* [What you will do]:
Pull out every line of the entries below that contains the string "terracotta", treating uppercase and lowercase as different.

::::::

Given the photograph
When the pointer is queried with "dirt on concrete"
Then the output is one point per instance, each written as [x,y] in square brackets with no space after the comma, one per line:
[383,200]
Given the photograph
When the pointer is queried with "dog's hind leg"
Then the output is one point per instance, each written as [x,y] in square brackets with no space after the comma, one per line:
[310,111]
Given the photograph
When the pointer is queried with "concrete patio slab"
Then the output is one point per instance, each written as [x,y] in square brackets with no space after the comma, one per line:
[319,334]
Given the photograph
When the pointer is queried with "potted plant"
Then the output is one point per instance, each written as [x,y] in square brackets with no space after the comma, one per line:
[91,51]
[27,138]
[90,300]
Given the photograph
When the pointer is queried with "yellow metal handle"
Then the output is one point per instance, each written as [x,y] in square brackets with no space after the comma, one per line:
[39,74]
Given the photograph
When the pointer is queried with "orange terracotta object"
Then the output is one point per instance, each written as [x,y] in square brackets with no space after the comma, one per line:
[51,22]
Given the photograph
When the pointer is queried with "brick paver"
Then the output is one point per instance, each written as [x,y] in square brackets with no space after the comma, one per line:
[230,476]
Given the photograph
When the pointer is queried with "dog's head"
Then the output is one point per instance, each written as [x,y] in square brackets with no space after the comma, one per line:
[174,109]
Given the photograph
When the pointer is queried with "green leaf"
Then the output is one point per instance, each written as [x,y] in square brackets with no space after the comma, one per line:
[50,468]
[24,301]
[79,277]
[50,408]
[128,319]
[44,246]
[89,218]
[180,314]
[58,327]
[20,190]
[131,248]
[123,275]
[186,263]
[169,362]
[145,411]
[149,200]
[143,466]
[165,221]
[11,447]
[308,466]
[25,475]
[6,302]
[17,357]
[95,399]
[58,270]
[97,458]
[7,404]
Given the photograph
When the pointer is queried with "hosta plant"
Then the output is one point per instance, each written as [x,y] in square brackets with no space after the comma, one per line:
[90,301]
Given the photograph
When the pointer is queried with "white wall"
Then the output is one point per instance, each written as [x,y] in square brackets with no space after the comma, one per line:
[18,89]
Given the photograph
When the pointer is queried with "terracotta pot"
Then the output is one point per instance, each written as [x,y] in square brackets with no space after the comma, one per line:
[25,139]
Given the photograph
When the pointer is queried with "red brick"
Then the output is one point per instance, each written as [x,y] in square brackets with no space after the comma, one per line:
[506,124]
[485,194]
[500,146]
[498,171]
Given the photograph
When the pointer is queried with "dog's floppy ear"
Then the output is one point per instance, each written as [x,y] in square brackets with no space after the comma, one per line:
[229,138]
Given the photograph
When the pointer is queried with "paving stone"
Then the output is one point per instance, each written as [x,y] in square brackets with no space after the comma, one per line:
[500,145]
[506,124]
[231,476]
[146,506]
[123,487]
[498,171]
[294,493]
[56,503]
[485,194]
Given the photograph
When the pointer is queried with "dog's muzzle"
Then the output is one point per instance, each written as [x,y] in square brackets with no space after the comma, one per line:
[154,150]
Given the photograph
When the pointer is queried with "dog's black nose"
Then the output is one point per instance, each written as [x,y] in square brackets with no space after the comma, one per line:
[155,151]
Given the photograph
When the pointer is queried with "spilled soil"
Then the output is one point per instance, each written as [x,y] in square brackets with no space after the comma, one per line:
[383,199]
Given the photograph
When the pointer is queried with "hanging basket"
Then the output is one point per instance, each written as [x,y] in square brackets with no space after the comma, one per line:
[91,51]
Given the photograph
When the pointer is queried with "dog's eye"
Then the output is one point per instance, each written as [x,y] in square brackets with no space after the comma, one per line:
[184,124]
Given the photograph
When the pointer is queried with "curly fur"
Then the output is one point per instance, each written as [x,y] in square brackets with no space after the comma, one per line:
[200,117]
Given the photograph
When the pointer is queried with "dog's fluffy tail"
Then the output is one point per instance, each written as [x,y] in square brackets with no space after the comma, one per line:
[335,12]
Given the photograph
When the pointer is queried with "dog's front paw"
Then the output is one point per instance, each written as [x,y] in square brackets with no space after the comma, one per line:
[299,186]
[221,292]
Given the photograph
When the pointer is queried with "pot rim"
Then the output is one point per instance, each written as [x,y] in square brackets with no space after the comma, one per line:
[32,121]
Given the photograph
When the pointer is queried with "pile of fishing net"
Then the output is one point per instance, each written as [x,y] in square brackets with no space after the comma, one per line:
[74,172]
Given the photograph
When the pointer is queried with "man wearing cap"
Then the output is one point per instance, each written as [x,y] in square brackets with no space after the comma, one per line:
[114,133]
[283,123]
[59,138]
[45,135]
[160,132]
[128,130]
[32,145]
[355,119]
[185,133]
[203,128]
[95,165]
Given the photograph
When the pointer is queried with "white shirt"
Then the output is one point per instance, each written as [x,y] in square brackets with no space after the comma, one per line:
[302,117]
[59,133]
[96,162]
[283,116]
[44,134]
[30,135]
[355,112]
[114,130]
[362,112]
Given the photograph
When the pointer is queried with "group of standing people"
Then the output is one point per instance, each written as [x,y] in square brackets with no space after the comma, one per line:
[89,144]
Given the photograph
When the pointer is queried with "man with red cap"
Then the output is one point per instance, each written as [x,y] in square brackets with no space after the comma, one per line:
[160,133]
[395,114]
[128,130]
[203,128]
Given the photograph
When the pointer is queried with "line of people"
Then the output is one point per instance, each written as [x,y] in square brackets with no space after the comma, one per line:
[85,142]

::::::

* [Final result]:
When the pointer is queried with "orange terracotta object"
When the pointer is queried with "terracotta pot"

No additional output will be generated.